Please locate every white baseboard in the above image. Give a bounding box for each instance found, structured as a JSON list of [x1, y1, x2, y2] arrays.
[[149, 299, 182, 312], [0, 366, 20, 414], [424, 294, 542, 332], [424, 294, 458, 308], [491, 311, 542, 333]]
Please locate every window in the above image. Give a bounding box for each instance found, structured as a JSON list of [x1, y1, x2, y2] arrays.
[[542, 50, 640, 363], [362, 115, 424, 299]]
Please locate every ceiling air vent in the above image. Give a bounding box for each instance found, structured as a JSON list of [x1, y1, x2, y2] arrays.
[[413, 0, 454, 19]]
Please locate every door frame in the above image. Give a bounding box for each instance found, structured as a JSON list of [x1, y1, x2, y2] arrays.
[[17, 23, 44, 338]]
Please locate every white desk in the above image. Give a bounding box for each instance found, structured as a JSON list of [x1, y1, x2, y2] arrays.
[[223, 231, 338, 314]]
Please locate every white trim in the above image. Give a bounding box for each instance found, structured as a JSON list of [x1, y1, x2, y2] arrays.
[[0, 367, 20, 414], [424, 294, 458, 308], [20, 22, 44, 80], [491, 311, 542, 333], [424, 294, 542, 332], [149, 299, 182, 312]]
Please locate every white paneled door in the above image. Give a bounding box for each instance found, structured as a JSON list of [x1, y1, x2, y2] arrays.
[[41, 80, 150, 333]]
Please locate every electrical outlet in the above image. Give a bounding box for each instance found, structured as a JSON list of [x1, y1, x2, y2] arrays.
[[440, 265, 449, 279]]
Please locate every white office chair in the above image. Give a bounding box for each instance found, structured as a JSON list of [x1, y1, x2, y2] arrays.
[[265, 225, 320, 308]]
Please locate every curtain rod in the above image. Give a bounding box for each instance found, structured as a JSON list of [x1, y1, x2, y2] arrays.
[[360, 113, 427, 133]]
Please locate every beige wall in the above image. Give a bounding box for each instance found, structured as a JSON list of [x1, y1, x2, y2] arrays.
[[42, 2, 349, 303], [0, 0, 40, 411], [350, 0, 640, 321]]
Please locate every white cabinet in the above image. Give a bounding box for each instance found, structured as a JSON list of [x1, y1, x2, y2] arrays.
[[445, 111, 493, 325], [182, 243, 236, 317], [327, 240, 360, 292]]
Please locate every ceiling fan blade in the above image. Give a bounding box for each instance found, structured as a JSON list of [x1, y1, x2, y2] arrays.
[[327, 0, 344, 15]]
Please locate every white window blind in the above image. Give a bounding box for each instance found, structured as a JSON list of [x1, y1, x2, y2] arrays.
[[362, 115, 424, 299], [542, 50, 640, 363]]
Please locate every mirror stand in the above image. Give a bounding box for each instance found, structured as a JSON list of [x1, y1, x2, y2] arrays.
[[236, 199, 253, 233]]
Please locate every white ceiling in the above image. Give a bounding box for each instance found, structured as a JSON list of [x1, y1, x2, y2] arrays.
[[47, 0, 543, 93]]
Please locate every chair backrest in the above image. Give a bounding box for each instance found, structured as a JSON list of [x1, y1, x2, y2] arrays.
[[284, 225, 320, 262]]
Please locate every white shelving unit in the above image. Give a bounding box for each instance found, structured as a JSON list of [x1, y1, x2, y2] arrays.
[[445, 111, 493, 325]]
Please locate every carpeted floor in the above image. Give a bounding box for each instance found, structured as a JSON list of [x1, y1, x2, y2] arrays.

○ ○ ○ ○

DIRECTIONS FOR THIS TASK: List each line of the entries above that contains the word "curtain", matching uppercase and lowercase letters exactly.

EXERCISE RESPONSE:
Please locate every curtain rod in the above image. Give a bounding box for each instance found, structured as a JSON list of [x1, y1, x2, y2] arrays.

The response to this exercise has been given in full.